Tareas pendientes =
1. Resume en forma de lista el párrafo de la reseña que comienza con "El director mauritano Abderrahmane Sissako" y conserva sus datos principales.
2. Cita de la reseña el fragmento que empieza en las palabras "El director mauritano" y termina después de "del Cine Francés.".
3. Según la reseña, ¿cuántos premios César obtuvo Timbuktu?

Texto extraído =
------------------------------------------------------------------------

El director mauritano Abderrahmane Sissako es uno de los nombres más famosos e internacionales del cine africano, que con Timbuktu ganó
mucha más notoriedad en el mundo. Timbuktu compitió por la palma de oro en el
festival de Cannes 2014, fue nominada a mejor película extranjera en los Oscars
2015 y se alzó éste último año con 7 premios César, el galardón de la Academia del Cine Francés.
Éste es un filme de apenas una hora, que trata sobre la cotidianidad de la villa de Sokolo,
una comuna rural en Mali, donde la gente pasea en bicicleta, usa ropas
coloridas, hay mujeres con cantaros en la cabeza, niños jugando al fútbol, y hombres
reunidos sentados a la puerta de sus casas de adobe escuchando la radio, una
que informa sobre el año nuevo, el comienzo del nuevo milenio, el 2000, y, sobre todo, lo que ocurre en Europa. Todo muy austero, pero en feliz comunidad, aunque
con el anhelo de cosas materiales. En Sokolo vemos pequeños lugares de encuentro,
como tomarse una fotografía profesional en la calle por un humilde poblador o
el uso de un único teléfono público que es el punto de apoyo, junto a la radio, de la
modernidad que asoma en sus vidas sencillas y precarias. Sissako como en toda
su filmografía rehúye en buena parte las formas y estructuras narrativas
convencionales. Da la sensación de que no pretende la linealidad, sino más bien
exhibe pequeños retratos unidos por algún punto en común, en éste caso, como
reza el título, la vida de ésta pequeña villa, la humanidad africana en el
planeta. Queda secundaria la actuación del propio Sissako, como quien retorna
a su patria de Francia, y flirtea con una bella mujer negra que estimula las emociones, mientras se amolda
sin problemas a la docilidad, simplicidad y suma sobriedad que reina en el
lugar, a través de la belleza de lo autóctono, a pesar de las tantas carencias,
de la austeridad rural, símbolo de todo el territorio.

------------------------------------------------------------------------

Material recopilado =

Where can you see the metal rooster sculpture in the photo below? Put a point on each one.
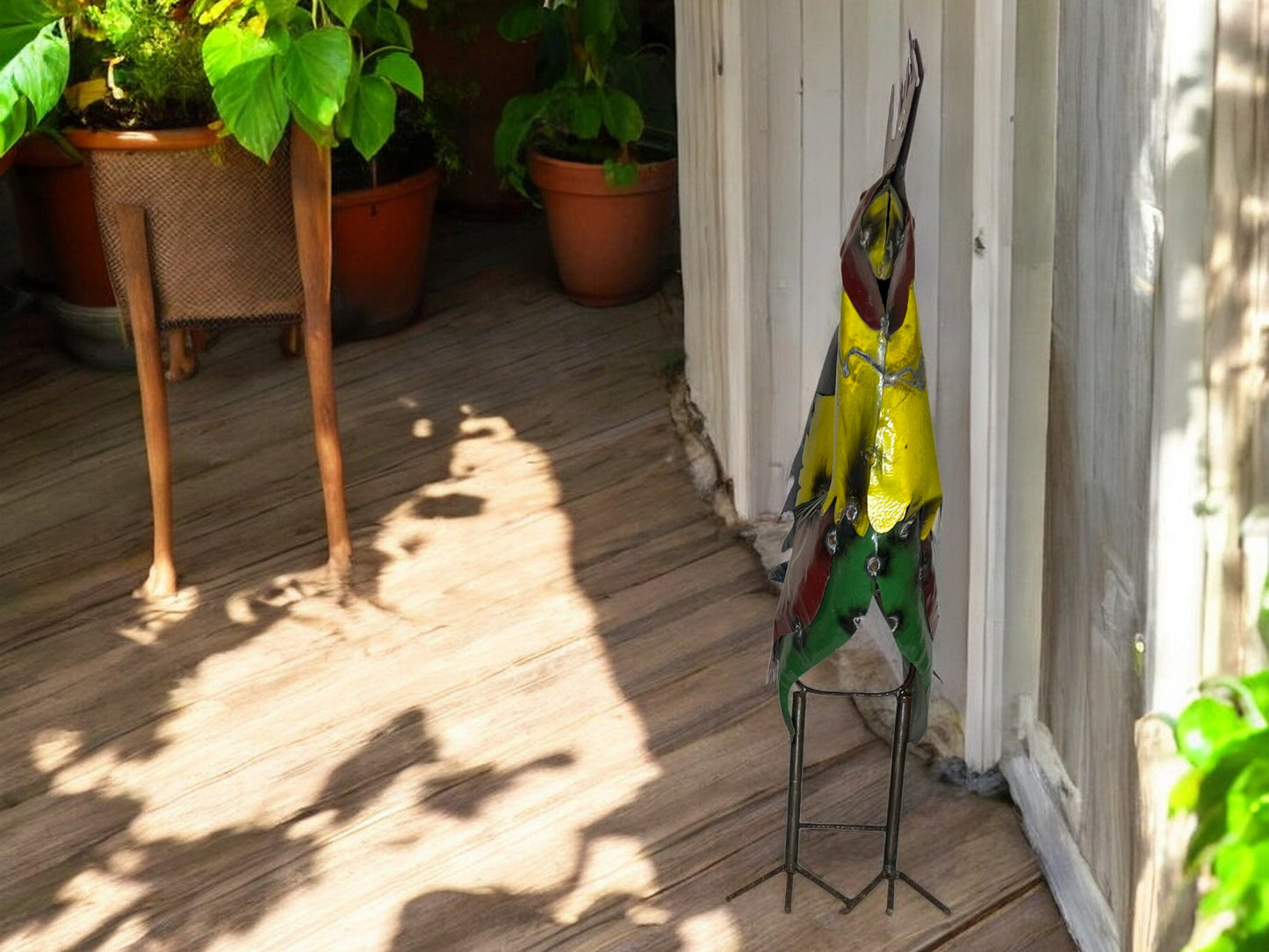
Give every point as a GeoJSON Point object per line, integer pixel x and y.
{"type": "Point", "coordinates": [866, 487]}
{"type": "Point", "coordinates": [864, 495]}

------------------------------------------------------------------------

Respuestas completas =
1.
- Abderrahmane Sissako, director mauritano, es uno de los nombres más famosos e internacionales del cine africano.
- Con Timbuktu ganó mucha más notoriedad en el mundo: compitió por la Palma de Oro en Cannes 2014, fue nominada a mejor película extranjera en los Oscars 2015 y obtuvo ese año 7 premios César.
- El filme reseñado dura apenas una hora y retrata la vida cotidiana de Sokolo, una comuna rural de Mali: bicicletas, ropas coloridas, mujeres con cántaros, niños jugando al fútbol y hombres escuchando la radio a la puerta de sus casas de adobe.
- La radio informa sobre el año nuevo, la llegada del 2000 y, sobre todo, lo que ocurre en Europa.
- Es una comunidad austera y feliz, pero con anhelo de cosas materiales.
- Entre sus lugares de encuentro están la fotografía profesional en la calle y el único teléfono público. Junto con la radio, ese teléfono es el punto de apoyo de la modernidad.
- Como en toda su filmografía, Sissako rehúye en buena parte la narración convencional y lineal. Ofrece pequeños retratos unidos por la vida de la villa y por la humanidad africana en el planeta.
- Sissako actúa en un papel secundario: alguien que retorna a su patria, flirtea con una bella mujer negra y se amolda a la sobriedad del lugar, símbolo de todo el territorio.

2.
El director mauritano Abderrahmane Sissako es uno de los nombres más famosos e internacionales del cine africano, que con Timbuktu ganó
mucha más notoriedad en el mundo. Timbuktu compitió por la palma de oro en el
festival de Cannes 2014, fue nominada a mejor película extranjera en los Oscars
2015 y se alzó éste último año con 7 premios César, el galardón de la Academia del Cine Francés.

3. 7 premios César.